● **Reading text**:

Let me start with the genus. What is conservatism? The answer? It is cheerful allegiance to the truth. This is especially true of conservatism’s American variant. Conservatism in America has some distinctive features, traceable mostly to two things: the Founders’ vision of limited government supporting individual liberty and the historical accidents of newness, on the one hand, and geographical amplitude and separateness on the other.

Although it may sometimes seem that conservatives are constitutionally averse to cheerfulness, writing works with titles such as Leviathan, The Decline of the West, The Waste Land, and Slouching Towards Gomorrah, by habit and disposition, I submit, conservatives tend, as a species, to be less gloomy than—than what? What shall we call those who occupy a position opposite that of conservatives? Not liberals, surely, since the people and policies that are called “liberal” are so often conspicuously illiberal, i.e., opposed to freedom and all its works.

● **Dataset extract**:
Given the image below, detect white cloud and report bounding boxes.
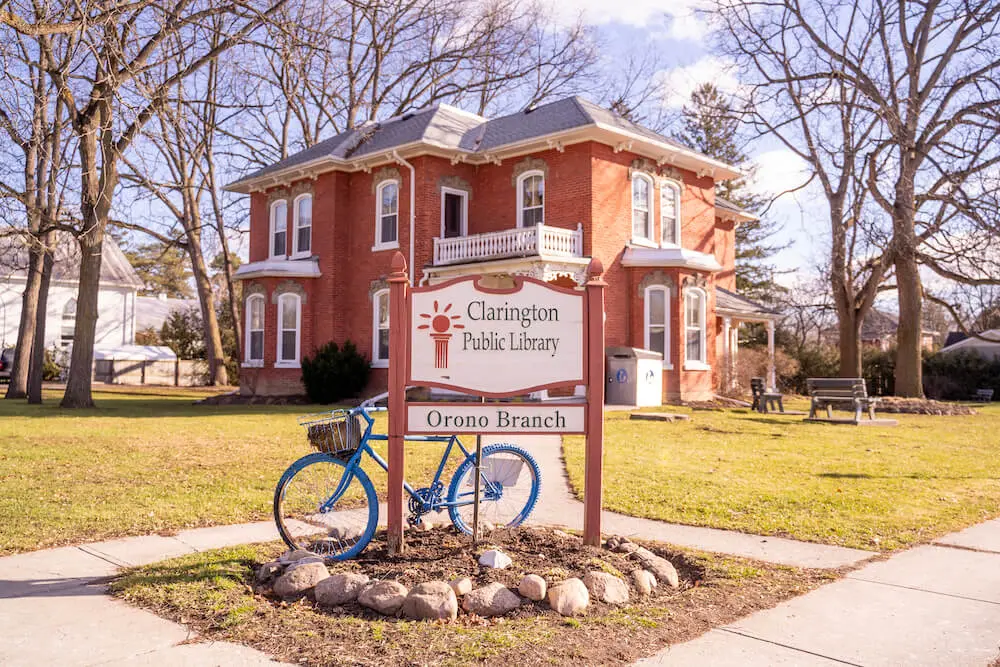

● **Brief 1**:
In the passage on conservatism, rewrite the paragraph beginning "Let me start with the genus" more briefly, keeping its main facts.
● **Brief 2**:
How does the passage on conservatism define conservatism?
● **Brief 3**:
Pick up the passage on conservatism after its final sentence and continue it.

● **Task response 1**:
Conservatism is cheerful allegiance to the truth, especially in its American variant. American conservatism's distinctive features trace mostly to the Founders' vision of limited government supporting individual liberty and to the historical accidents of newness, geographical amplitude, and separateness.

● **Task response 2**:
It defines conservatism as cheerful allegiance to the truth.

● **Task response 3**:
Indeed, when it comes to the word “liberal,” Russell Kirk came close to the truth when he observed that he was conservative because he was a liberal, that is, a partisan of ordered liberty and the habits and institutions that nurture it. (Is that another definition of conservatism?) In any event, whatever the opposite of conservatives should be called—perhaps John Fonte’s marvelous coinage “transnational progressives” is best, though the old standby “Leftists” will do—they tend to be gloomy, partly, I suspect, because of disappointed utopian ambitions.

Conservatives also tend to enjoy a more active and enabling sense of humor than leftists. Has anyone ever accused Elizabeth Warren of having a sense of humor? How about Rachel Maddow? Or Jamie Raskin?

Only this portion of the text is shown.